[坐标标注数据]
........
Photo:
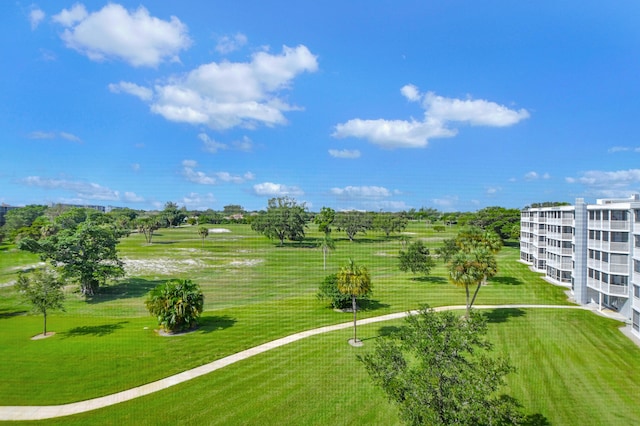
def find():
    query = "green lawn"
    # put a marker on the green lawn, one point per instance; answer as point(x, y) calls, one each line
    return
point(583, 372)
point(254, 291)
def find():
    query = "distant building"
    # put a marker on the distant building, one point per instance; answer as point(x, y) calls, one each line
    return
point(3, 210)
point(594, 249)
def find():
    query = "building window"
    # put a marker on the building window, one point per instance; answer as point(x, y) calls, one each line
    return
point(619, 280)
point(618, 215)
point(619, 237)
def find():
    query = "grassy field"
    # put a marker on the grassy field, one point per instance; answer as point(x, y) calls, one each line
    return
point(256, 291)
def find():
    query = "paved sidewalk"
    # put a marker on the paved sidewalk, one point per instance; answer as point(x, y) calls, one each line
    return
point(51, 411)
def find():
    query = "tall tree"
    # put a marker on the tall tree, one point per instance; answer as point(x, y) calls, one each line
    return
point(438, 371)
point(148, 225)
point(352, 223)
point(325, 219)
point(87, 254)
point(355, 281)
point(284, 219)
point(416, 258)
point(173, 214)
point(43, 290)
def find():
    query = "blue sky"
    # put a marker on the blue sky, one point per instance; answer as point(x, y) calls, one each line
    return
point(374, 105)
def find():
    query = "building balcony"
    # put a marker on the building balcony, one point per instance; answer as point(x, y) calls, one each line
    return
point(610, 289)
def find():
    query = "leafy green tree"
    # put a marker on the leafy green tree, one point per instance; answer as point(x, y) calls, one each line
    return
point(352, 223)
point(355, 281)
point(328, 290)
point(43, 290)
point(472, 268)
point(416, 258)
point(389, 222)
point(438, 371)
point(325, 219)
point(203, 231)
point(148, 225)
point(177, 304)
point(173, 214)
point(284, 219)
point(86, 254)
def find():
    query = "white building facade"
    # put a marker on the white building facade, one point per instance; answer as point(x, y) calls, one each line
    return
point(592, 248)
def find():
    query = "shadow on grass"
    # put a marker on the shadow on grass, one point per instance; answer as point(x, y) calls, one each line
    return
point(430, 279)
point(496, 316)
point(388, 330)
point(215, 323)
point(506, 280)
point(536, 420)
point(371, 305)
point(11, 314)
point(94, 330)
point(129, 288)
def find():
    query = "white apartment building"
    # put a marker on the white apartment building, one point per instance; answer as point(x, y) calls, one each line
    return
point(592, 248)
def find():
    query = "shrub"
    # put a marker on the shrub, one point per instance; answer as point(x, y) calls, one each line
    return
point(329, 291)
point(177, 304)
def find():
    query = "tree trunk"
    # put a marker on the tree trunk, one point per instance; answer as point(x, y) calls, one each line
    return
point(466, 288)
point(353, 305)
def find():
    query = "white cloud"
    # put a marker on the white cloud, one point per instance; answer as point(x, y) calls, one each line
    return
........
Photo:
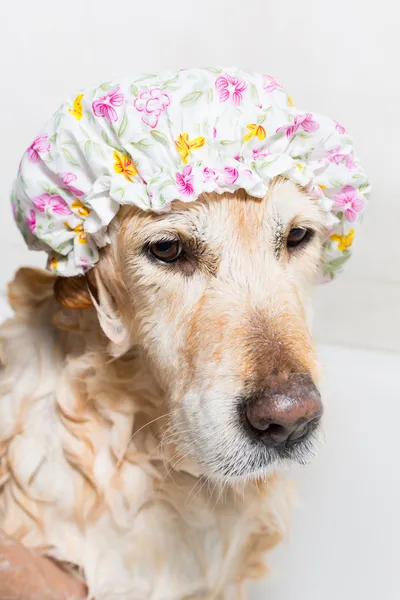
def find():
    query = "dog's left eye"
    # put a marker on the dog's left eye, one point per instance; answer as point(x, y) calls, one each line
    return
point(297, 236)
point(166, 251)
........
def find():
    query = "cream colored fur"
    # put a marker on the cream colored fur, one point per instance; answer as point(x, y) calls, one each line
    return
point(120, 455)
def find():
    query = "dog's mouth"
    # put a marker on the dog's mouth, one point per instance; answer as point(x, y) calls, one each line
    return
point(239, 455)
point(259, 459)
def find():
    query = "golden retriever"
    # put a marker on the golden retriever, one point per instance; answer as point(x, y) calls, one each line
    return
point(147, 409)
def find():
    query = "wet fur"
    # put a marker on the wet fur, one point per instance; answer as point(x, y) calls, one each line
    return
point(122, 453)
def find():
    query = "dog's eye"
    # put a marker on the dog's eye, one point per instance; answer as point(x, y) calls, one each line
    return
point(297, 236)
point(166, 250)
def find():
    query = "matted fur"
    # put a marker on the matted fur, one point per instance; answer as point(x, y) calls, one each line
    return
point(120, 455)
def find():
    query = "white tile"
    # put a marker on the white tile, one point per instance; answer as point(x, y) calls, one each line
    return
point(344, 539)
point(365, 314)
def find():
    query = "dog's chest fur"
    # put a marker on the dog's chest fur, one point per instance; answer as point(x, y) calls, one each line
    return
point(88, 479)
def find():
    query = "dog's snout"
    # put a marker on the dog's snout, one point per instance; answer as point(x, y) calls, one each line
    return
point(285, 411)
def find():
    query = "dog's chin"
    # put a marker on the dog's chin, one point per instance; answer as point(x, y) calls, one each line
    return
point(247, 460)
........
▸ 给定任务
收集上述条目中所有含有字符串“lawn”的行，匹配时须区分大小写。

▸ 输出如下
    query = "green lawn"
    # put a marker on the green lawn, one point per instance; answer as point(x, y) calls, one each line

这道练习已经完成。